◆ WORK TO DO:
Render every line of the rows below as a Markdown table with the columns "No." and "Line", numbering the lines in order and omitting any blank lines.
-- begin TASK MATERIAL --
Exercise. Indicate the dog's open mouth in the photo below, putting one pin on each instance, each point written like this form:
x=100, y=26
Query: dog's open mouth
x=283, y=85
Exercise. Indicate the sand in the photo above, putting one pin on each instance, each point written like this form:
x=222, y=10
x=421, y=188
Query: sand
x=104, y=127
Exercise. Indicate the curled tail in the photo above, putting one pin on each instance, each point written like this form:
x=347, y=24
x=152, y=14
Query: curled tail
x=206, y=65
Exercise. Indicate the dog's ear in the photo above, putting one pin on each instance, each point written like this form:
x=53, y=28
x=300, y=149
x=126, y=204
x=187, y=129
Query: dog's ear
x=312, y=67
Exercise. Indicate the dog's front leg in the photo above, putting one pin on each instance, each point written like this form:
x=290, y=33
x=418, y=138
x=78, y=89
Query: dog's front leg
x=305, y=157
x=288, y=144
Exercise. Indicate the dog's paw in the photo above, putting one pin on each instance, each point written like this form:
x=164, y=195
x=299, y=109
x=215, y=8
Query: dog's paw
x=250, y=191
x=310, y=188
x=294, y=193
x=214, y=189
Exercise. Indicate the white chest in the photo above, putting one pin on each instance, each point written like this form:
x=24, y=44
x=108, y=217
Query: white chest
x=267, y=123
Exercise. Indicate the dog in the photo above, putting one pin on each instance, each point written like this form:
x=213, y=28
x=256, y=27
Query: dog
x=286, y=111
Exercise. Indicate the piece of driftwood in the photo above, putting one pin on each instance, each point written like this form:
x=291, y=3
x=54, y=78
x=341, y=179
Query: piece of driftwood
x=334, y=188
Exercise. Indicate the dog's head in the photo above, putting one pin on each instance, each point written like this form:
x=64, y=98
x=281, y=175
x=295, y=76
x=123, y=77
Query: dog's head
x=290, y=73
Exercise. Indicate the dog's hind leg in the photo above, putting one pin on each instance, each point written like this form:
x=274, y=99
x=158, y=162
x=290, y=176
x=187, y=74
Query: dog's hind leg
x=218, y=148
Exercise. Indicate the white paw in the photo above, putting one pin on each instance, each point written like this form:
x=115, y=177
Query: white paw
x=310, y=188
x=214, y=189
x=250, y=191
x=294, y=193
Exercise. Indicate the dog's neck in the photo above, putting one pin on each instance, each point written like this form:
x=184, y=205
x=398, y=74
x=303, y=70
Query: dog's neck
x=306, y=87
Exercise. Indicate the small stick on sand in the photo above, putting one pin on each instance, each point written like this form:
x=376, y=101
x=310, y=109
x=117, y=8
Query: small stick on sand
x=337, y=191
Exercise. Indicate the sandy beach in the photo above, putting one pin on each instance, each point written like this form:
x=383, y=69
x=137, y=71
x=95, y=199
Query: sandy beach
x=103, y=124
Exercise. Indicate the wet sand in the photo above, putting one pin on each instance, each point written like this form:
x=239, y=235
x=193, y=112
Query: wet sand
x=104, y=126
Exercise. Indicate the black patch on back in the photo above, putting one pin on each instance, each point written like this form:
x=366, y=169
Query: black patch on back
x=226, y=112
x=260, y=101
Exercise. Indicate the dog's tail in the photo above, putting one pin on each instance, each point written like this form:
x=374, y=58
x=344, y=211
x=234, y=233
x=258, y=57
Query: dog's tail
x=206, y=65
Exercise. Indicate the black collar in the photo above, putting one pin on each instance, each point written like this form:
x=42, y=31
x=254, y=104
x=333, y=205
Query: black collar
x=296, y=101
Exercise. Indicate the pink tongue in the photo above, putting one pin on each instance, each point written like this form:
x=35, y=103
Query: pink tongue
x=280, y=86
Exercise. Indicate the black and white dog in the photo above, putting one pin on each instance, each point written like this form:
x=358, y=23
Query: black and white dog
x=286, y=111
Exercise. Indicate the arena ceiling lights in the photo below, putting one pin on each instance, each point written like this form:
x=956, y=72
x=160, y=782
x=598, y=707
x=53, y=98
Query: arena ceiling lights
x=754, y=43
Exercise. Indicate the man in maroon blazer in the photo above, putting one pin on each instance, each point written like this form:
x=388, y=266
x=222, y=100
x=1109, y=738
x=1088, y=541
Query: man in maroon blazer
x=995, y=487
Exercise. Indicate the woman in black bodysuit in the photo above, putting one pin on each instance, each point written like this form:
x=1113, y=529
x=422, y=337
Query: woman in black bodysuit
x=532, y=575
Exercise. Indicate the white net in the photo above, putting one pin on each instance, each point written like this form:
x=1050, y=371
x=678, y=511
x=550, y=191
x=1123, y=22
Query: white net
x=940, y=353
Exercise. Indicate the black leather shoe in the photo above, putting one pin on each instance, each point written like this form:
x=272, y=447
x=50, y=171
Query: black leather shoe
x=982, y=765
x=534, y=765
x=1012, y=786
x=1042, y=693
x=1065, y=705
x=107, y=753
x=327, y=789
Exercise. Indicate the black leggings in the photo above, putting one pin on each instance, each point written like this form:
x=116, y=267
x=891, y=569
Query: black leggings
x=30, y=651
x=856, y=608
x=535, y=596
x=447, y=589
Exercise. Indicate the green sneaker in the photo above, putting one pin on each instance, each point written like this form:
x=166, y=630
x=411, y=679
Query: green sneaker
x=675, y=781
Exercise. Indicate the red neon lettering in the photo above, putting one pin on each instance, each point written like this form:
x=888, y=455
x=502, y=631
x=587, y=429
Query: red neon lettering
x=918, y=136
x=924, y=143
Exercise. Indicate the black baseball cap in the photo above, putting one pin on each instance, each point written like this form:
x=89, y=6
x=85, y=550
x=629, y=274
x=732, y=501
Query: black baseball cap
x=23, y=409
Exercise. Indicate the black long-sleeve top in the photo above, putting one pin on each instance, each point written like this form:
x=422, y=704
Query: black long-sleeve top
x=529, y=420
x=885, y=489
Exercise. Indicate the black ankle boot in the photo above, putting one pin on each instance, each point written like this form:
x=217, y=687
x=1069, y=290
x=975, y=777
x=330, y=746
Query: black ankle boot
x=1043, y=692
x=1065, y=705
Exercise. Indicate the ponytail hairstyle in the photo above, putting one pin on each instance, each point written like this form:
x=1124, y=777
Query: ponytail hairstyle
-- end TASK MATERIAL --
◆ THE ANSWER:
| No. | Line |
|---|---|
| 1 | Exercise. Indicate the dog's open mouth in the photo below, putting one pin on each instance, each point written like this form: |
| 2 | x=100, y=26 |
| 3 | Query: dog's open mouth |
| 4 | x=283, y=85 |
| 5 | Exercise. Indicate the sand in the photo above, putting one pin on each instance, each point written like this form: |
| 6 | x=222, y=10 |
| 7 | x=421, y=188 |
| 8 | Query: sand |
| 9 | x=104, y=127 |
| 10 | Exercise. Indicate the curled tail in the photo above, putting one pin on each instance, each point written like this form: |
| 11 | x=347, y=24 |
| 12 | x=152, y=14 |
| 13 | Query: curled tail |
| 14 | x=206, y=65 |
| 15 | Exercise. Indicate the dog's ear in the photo above, putting one pin on each instance, each point written like this form: |
| 16 | x=53, y=28 |
| 17 | x=300, y=149 |
| 18 | x=126, y=204 |
| 19 | x=187, y=129 |
| 20 | Query: dog's ear |
| 21 | x=312, y=67 |
| 22 | Exercise. Indicate the dog's front leg in the photo above, putting one pin on each instance, each point written like this form: |
| 23 | x=290, y=33 |
| 24 | x=418, y=138 |
| 25 | x=78, y=89 |
| 26 | Query: dog's front leg |
| 27 | x=305, y=157 |
| 28 | x=288, y=144 |
| 29 | Exercise. Indicate the dog's paw in the photo above, putting one pin on each instance, each point written like this form: |
| 30 | x=164, y=195 |
| 31 | x=299, y=109 |
| 32 | x=215, y=8 |
| 33 | Query: dog's paw |
| 34 | x=250, y=191 |
| 35 | x=310, y=188 |
| 36 | x=294, y=193 |
| 37 | x=214, y=189 |
| 38 | Exercise. Indicate the white chest in the photo above, putting one pin on each instance, each point written like this form: |
| 39 | x=24, y=44 |
| 40 | x=108, y=217 |
| 41 | Query: white chest |
| 42 | x=267, y=123 |
| 43 | Exercise. Indicate the dog in the photo above, putting one pin on each instance, each point written like this form: |
| 44 | x=213, y=28 |
| 45 | x=256, y=27 |
| 46 | Query: dog |
| 47 | x=286, y=111 |
| 48 | Exercise. Indicate the piece of driftwood in the photo above, putting one pin on each instance, each point written like this form: |
| 49 | x=291, y=3 |
| 50 | x=54, y=78 |
| 51 | x=341, y=179 |
| 52 | Query: piece of driftwood |
| 53 | x=334, y=188 |
| 54 | Exercise. Indicate the dog's head in the photo above, putting one pin on each instance, each point written like this form: |
| 55 | x=64, y=98 |
| 56 | x=281, y=175 |
| 57 | x=295, y=76 |
| 58 | x=123, y=77 |
| 59 | Query: dog's head |
| 60 | x=290, y=73 |
| 61 | Exercise. Indicate the dog's hind leg in the photo above, putting one pin on each instance, each point written like this form: |
| 62 | x=274, y=99 |
| 63 | x=158, y=162 |
| 64 | x=290, y=176 |
| 65 | x=187, y=74 |
| 66 | Query: dog's hind leg |
| 67 | x=218, y=148 |
| 68 | Exercise. Indicate the white paw in the photo above, putting one pin on each instance, each point written like this form: |
| 69 | x=115, y=177 |
| 70 | Query: white paw |
| 71 | x=310, y=188 |
| 72 | x=214, y=189 |
| 73 | x=250, y=191 |
| 74 | x=294, y=193 |
| 75 | Exercise. Indicate the dog's neck in the photo above, putting one pin on each instance, each point written like this form: |
| 76 | x=184, y=205 |
| 77 | x=398, y=74 |
| 78 | x=303, y=70 |
| 79 | Query: dog's neck |
| 80 | x=306, y=87 |
| 81 | Exercise. Indicate the small stick on sand in the photo above, putting one pin on each instance, each point written like this form: |
| 82 | x=376, y=101 |
| 83 | x=310, y=109 |
| 84 | x=117, y=8 |
| 85 | Query: small stick on sand |
| 86 | x=337, y=191 |
| 87 | Exercise. Indicate the sandy beach in the photo above, putting one pin on each instance, each point written like this form: |
| 88 | x=383, y=69 |
| 89 | x=137, y=71 |
| 90 | x=95, y=199 |
| 91 | Query: sandy beach |
| 92 | x=103, y=124 |
| 93 | Exercise. Indicate the wet sand in the photo above, putting one pin on each instance, each point written like this form: |
| 94 | x=239, y=235 |
| 95 | x=193, y=112 |
| 96 | Query: wet sand |
| 97 | x=104, y=126 |
| 98 | Exercise. Indicate the black patch on back in the photo above, putting one pin on each instance, each point written like this form: |
| 99 | x=366, y=169 |
| 100 | Query: black patch on back |
| 101 | x=226, y=112 |
| 102 | x=260, y=101 |
| 103 | Exercise. Indicate the dog's tail in the photo above, putting one pin on each instance, each point written like this form: |
| 104 | x=374, y=58 |
| 105 | x=344, y=211 |
| 106 | x=234, y=233 |
| 107 | x=258, y=57 |
| 108 | Query: dog's tail |
| 109 | x=206, y=65 |
| 110 | Exercise. Indicate the black collar in the photo above, putting one pin on each instance, each point written like this form: |
| 111 | x=42, y=31 |
| 112 | x=254, y=104 |
| 113 | x=333, y=205 |
| 114 | Query: black collar |
| 115 | x=296, y=101 |
| 116 | Exercise. Indicate the pink tongue in the photo above, putting one pin on each instance, each point written like this form: |
| 117 | x=35, y=103 |
| 118 | Query: pink tongue |
| 119 | x=280, y=86 |
| 120 | Exercise. Indicate the black and white dog in the photo above, putting one pin on each instance, each point written like this form: |
| 121 | x=358, y=23 |
| 122 | Query: black and white dog |
| 123 | x=286, y=111 |
| 124 | Exercise. Indicate the arena ceiling lights in the photo below, putting one pin on each instance, each point written like this form: |
| 125 | x=956, y=72 |
| 126 | x=160, y=782 |
| 127 | x=598, y=707 |
| 128 | x=53, y=98 |
| 129 | Query: arena ceiling lights |
| 130 | x=754, y=43 |
| 131 | Exercise. Indicate the man in maroon blazer in the photo above, putting one pin on each instance, each point written like this form: |
| 132 | x=388, y=266 |
| 133 | x=222, y=100 |
| 134 | x=1109, y=738 |
| 135 | x=1088, y=541 |
| 136 | Query: man in maroon blazer |
| 137 | x=995, y=487 |
| 138 | Exercise. Indicate the woman in black bodysuit in the photo above, putting one pin on each instance, each point written like this form: |
| 139 | x=1113, y=529 |
| 140 | x=422, y=337 |
| 141 | Query: woman in black bodysuit |
| 142 | x=532, y=575 |
| 143 | Exercise. Indicate the white net in the photo above, putting one pin on each instance, each point written like this form: |
| 144 | x=1050, y=371 |
| 145 | x=678, y=511 |
| 146 | x=550, y=191 |
| 147 | x=1123, y=22 |
| 148 | Query: white net |
| 149 | x=940, y=353 |
| 150 | Exercise. Indicate the black leather shoe in the photo above, putting one pin on each instance, each point written like this form: |
| 151 | x=272, y=447 |
| 152 | x=50, y=171 |
| 153 | Query: black leather shoe |
| 154 | x=982, y=765 |
| 155 | x=534, y=765 |
| 156 | x=1012, y=786 |
| 157 | x=1042, y=693 |
| 158 | x=1065, y=705 |
| 159 | x=107, y=753 |
| 160 | x=327, y=789 |
| 161 | Exercise. Indicate the black leggings in the photo above, putting one pin on each instance, each point written like this form: |
| 162 | x=116, y=267 |
| 163 | x=891, y=569 |
| 164 | Query: black leggings |
| 165 | x=30, y=651 |
| 166 | x=856, y=608 |
| 167 | x=535, y=596 |
| 168 | x=447, y=589 |
| 169 | Exercise. Indicate the green sneaker in the photo above, putting one pin on each instance, each point written like this form: |
| 170 | x=166, y=630 |
| 171 | x=411, y=679 |
| 172 | Query: green sneaker |
| 173 | x=675, y=781 |
| 174 | Exercise. Indicate the red neon lettering in the photo above, putting one pin on each instance, each point written like this form: |
| 175 | x=888, y=455 |
| 176 | x=502, y=631 |
| 177 | x=587, y=429 |
| 178 | Query: red neon lettering |
| 179 | x=918, y=136 |
| 180 | x=924, y=143 |
| 181 | Exercise. Indicate the black baseball cap in the photo above, putting one pin on each instance, each point written like this form: |
| 182 | x=89, y=6 |
| 183 | x=85, y=550 |
| 184 | x=629, y=274 |
| 185 | x=732, y=501 |
| 186 | Query: black baseball cap |
| 187 | x=23, y=409 |
| 188 | Exercise. Indicate the black long-sleeve top in the photo above, putting one pin on each instance, each point written like this form: |
| 189 | x=422, y=704 |
| 190 | Query: black long-sleeve top |
| 191 | x=529, y=420 |
| 192 | x=885, y=489 |
| 193 | Exercise. Indicate the black ankle boot in the photo above, putting one pin on each instance, each point written like this form: |
| 194 | x=217, y=687 |
| 195 | x=1069, y=290 |
| 196 | x=975, y=777 |
| 197 | x=330, y=746 |
| 198 | Query: black ankle boot |
| 199 | x=1043, y=692 |
| 200 | x=1065, y=705 |
| 201 | Exercise. Indicate the ponytail hairstyle in the photo above, putting one pin on each instance, each point written like this form: |
| 202 | x=1124, y=777 |
| 203 | Query: ponytail hairstyle |